• [Work instructions]: Report every line in the material below that contains the word "Mark", and copy each such line in full.

═════ Data section

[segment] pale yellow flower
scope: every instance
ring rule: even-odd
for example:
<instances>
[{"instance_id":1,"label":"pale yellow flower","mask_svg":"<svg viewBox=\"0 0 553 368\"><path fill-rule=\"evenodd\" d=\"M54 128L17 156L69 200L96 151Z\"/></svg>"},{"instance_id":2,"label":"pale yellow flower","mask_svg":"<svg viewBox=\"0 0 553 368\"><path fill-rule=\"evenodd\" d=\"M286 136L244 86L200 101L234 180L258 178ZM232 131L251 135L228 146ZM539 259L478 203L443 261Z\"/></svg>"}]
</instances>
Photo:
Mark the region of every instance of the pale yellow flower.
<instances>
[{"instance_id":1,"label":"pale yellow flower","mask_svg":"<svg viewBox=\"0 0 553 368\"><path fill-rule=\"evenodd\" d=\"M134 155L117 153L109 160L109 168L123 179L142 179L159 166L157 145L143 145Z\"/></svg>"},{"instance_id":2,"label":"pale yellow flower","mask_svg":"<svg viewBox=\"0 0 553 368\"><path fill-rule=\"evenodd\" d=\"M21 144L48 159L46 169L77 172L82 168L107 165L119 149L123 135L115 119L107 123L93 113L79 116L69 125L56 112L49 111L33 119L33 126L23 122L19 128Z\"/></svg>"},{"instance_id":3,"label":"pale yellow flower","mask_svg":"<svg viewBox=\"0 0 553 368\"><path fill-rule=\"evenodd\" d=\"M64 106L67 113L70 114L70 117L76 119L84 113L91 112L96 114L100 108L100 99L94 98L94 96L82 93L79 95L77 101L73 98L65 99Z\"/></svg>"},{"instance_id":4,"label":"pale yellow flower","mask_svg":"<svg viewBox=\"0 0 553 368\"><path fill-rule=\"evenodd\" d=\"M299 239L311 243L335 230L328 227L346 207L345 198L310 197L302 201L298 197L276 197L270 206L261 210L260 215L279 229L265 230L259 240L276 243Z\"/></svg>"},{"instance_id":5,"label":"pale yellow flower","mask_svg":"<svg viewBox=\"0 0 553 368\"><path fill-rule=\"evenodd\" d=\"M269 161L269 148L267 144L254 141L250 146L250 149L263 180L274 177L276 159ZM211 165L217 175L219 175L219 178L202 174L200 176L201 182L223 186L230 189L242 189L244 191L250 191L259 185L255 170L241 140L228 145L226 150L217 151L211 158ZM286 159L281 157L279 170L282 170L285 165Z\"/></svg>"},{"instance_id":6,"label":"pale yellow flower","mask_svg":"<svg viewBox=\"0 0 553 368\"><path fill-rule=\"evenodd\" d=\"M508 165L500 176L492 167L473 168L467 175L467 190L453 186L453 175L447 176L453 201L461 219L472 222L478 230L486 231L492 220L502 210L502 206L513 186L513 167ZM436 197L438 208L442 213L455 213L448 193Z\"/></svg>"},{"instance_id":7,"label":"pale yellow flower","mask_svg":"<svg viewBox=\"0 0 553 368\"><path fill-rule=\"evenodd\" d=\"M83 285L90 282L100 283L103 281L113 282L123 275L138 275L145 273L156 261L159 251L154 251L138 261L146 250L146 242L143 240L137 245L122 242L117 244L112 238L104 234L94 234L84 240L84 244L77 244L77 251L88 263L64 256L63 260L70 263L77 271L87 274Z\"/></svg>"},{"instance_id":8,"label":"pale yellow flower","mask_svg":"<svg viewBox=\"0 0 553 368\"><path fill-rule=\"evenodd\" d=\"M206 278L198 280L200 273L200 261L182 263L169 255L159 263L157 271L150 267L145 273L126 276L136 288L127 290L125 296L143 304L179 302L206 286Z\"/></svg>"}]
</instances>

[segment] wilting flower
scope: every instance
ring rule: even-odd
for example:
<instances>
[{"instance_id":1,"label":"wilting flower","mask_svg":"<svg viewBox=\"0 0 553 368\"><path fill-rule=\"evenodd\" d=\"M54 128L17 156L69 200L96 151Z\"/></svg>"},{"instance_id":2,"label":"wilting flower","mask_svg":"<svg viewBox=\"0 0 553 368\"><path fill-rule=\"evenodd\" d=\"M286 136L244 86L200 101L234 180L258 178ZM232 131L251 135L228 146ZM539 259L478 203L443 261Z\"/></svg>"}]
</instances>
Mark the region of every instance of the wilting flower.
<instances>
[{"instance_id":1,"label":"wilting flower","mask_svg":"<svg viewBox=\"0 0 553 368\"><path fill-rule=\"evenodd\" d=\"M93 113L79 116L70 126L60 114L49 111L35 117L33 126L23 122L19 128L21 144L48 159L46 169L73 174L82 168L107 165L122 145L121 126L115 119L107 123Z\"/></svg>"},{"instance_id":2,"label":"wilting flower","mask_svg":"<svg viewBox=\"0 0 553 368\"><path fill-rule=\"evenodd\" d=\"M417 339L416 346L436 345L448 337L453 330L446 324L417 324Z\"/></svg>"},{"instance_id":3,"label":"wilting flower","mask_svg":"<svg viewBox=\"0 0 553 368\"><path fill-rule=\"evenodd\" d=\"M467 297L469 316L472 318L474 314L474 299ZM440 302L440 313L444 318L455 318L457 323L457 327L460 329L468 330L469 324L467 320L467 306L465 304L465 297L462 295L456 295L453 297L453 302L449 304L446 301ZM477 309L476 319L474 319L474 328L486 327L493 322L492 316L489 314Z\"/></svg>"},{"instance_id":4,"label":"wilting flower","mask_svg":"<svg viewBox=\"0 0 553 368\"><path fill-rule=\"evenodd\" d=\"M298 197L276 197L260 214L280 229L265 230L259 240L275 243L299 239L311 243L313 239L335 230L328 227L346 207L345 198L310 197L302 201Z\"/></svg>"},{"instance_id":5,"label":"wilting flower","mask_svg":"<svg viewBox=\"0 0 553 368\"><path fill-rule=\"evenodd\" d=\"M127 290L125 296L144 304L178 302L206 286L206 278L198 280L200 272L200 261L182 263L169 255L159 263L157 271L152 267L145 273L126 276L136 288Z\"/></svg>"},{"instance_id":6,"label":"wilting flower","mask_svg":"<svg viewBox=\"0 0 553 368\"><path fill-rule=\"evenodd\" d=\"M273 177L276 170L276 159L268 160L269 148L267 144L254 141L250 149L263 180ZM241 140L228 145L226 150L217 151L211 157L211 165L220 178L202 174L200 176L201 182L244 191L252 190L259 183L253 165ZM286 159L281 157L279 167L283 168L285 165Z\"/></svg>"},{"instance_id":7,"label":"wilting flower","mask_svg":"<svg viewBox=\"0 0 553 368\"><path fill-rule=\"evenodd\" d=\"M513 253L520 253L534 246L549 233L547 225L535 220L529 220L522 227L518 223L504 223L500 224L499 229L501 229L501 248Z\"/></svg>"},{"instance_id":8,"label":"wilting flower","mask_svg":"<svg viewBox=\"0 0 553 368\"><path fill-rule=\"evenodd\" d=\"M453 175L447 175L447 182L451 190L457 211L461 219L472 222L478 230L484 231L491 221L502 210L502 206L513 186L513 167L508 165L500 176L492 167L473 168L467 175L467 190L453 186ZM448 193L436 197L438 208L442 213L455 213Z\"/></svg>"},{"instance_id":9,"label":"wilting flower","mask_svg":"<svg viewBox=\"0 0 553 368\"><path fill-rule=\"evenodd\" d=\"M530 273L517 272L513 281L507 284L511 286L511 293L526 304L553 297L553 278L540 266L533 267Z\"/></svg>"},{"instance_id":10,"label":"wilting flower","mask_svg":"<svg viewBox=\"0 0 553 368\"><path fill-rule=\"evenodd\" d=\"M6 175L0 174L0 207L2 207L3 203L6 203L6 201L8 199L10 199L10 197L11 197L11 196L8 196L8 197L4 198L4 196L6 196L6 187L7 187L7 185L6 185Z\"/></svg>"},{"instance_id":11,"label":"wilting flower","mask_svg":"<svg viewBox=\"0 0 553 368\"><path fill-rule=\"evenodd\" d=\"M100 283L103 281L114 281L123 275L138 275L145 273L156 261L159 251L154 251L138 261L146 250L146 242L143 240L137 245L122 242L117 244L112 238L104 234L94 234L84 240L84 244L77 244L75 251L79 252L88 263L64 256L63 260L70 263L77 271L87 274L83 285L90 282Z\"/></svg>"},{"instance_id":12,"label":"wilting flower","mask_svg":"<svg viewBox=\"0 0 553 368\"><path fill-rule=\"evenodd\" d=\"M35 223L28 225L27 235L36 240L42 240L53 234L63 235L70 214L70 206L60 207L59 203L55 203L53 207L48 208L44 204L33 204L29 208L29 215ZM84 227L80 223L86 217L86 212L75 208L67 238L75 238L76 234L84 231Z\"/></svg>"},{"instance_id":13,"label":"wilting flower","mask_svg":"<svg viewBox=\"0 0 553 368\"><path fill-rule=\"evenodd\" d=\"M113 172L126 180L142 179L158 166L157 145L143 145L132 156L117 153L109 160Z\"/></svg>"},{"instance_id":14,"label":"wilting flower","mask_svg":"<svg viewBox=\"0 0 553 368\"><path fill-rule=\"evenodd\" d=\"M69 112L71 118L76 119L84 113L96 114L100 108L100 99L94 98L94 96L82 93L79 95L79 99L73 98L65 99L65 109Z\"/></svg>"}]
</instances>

══════════

• [Final result]:
Mark the region of every instance of the pale yellow flower.
Mark the region of every instance of the wilting flower.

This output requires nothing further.